_Instructions to follow_. Nothing but the lines from the one containing "The component shall return one point per instance of the front" to the end of the data should be returned, each exactly as written.

Records from a point labeling set

>> BEGIN

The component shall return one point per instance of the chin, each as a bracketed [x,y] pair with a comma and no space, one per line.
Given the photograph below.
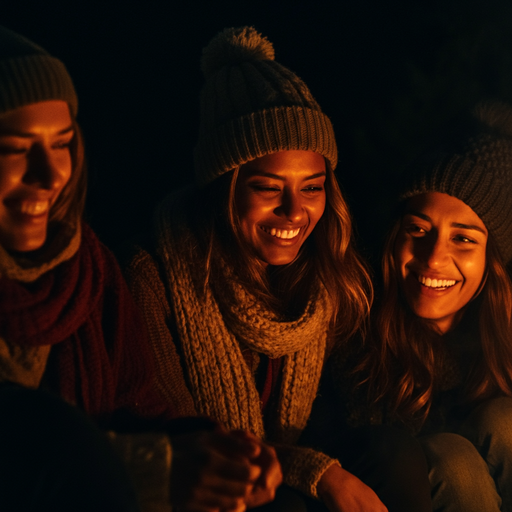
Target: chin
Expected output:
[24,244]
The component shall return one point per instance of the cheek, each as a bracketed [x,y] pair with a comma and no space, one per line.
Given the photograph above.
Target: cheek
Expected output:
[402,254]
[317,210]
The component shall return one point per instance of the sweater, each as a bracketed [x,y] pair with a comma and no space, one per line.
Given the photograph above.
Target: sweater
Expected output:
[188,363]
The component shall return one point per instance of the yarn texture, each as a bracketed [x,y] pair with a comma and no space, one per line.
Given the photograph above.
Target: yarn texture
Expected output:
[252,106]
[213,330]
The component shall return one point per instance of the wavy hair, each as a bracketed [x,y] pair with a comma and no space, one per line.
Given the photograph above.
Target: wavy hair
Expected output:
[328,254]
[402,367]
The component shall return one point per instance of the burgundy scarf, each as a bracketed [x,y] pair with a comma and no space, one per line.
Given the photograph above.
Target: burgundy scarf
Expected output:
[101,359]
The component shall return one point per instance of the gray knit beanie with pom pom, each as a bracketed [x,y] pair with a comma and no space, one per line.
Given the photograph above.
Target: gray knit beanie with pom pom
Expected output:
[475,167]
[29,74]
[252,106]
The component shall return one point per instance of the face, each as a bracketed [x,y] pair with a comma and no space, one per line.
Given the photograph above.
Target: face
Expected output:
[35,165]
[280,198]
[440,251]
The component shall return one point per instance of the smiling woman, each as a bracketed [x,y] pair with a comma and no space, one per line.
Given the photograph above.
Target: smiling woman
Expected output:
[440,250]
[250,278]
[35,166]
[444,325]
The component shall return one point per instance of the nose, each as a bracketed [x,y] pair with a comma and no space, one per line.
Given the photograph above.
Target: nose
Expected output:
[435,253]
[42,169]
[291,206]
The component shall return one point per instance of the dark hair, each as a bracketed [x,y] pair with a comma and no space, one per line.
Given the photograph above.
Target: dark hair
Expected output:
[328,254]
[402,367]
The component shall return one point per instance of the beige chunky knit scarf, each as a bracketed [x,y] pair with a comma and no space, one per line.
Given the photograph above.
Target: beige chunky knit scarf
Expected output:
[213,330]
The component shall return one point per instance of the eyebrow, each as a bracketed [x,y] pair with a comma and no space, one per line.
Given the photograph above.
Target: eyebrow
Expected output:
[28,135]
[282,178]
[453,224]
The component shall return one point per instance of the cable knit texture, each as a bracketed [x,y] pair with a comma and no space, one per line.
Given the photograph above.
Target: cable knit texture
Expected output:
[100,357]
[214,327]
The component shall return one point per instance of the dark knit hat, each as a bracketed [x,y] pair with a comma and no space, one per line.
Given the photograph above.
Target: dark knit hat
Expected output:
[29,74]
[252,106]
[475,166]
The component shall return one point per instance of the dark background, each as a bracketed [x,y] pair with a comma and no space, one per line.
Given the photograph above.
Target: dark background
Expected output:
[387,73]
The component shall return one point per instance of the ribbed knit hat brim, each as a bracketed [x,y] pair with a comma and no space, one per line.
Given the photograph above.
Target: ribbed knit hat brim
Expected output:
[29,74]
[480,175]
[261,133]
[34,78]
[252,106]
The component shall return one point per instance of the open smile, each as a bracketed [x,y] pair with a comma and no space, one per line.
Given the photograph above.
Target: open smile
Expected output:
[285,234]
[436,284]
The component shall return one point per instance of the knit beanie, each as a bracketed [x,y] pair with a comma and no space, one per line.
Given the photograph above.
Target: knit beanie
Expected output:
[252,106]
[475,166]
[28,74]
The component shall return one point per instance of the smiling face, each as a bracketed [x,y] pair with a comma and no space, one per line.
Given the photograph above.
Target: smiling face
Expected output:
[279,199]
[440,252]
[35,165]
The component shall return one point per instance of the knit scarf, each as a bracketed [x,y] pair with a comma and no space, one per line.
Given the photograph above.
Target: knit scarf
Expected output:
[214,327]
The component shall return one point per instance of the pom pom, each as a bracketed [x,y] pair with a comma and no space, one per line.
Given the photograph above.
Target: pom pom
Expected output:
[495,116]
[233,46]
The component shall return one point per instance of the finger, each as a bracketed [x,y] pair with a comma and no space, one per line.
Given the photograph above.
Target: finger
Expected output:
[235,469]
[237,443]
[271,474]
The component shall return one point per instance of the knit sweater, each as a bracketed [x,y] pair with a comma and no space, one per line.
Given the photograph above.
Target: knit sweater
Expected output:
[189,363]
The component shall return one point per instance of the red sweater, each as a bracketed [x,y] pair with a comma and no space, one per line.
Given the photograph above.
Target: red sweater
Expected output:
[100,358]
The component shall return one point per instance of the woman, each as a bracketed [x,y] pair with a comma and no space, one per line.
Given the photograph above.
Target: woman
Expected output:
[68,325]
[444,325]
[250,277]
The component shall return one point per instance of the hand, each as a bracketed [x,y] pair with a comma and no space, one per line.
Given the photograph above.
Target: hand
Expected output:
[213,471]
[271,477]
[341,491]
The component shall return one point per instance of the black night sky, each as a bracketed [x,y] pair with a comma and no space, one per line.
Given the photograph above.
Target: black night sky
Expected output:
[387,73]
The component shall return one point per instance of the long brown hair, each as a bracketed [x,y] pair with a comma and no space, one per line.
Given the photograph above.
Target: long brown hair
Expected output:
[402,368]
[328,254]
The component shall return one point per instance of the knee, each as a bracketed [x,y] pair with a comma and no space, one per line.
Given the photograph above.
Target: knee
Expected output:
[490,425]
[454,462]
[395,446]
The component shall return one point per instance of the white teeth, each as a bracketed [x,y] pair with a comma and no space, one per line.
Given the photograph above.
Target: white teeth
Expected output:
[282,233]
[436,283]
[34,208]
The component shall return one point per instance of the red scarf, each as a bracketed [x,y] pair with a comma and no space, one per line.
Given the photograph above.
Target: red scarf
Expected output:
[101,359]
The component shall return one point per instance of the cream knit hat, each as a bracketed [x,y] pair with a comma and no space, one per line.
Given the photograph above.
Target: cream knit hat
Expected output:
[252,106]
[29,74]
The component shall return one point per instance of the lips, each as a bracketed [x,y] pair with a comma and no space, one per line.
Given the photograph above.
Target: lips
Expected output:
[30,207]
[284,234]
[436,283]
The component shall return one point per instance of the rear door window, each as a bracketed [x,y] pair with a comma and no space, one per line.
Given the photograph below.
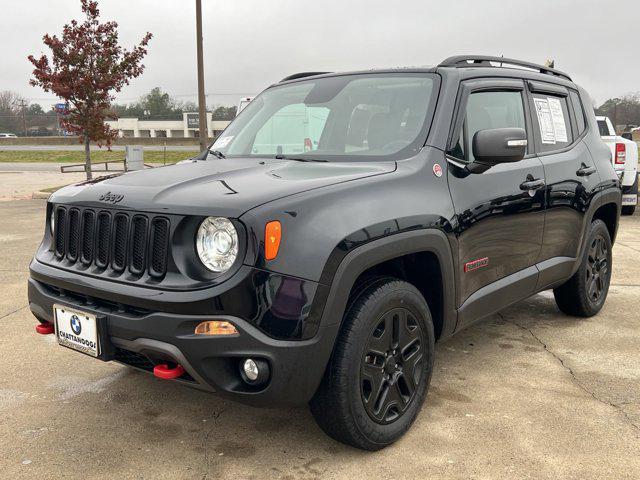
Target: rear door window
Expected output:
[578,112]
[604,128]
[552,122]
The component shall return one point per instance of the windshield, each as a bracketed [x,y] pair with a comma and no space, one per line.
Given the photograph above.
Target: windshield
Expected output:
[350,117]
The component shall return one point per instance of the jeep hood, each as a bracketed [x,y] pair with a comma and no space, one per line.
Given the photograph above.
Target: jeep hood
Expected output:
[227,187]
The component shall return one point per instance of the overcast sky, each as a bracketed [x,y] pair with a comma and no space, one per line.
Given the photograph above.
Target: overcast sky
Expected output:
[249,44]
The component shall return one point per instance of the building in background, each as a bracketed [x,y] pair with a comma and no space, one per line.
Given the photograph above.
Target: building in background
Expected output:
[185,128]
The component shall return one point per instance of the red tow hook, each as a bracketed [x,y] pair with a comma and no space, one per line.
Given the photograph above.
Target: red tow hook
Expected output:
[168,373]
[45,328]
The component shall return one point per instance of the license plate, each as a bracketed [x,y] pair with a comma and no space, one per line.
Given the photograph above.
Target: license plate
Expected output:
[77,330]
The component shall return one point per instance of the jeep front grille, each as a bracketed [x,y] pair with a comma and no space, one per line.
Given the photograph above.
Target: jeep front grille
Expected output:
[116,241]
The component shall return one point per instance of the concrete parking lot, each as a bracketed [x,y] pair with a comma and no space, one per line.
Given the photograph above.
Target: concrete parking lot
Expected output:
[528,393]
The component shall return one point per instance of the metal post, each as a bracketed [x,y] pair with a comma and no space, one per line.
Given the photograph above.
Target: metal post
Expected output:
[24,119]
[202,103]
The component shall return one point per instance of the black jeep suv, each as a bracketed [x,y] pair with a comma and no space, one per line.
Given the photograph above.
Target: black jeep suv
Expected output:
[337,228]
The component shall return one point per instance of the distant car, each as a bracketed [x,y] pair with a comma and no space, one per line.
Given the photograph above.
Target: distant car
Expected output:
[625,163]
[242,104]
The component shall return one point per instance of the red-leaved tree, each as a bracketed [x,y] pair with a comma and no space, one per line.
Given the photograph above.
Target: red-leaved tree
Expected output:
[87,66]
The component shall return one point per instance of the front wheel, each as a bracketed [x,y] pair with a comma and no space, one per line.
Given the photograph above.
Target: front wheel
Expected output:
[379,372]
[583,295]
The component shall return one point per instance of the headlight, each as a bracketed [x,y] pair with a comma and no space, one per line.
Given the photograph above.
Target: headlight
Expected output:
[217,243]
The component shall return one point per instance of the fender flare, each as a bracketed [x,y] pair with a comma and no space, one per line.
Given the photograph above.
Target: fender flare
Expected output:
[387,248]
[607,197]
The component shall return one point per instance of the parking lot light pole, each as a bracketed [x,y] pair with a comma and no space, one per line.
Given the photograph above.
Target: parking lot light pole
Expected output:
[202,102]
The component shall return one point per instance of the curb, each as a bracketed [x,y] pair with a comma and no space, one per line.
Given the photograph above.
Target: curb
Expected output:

>> END

_Solution to the problem_.
The component shall return one point per instance of the front wheel, each as a bracketed [x,y] pair with a comma and no space, one per line.
Given the photograph above.
Target: front wheel
Expected output:
[379,372]
[583,295]
The component shall return one point per instance of the headlight, each as a bracketed [x,y] pair with a comma and no space, one per line.
Given the photograph above.
Target: headlight
Expected output:
[217,243]
The component shall return one point per instance of the fender flare, each as a bracketed [x,y] pair with a comma and no space, one per line.
Given the photograph above.
Target: fender flare
Expected output:
[387,248]
[607,197]
The component shall return one point per instance of the parking lot light pole, each as a bracketed [x,y] pair with a comma and no space, one per line.
Given the photograph above.
Target: parking lot light pole
Expected output:
[202,102]
The component shall return one point per instance of the curb, each as a bracketed [x,y] pair with a comma and no space, one per line.
Given the photograph above.
Target: curb
Expected output:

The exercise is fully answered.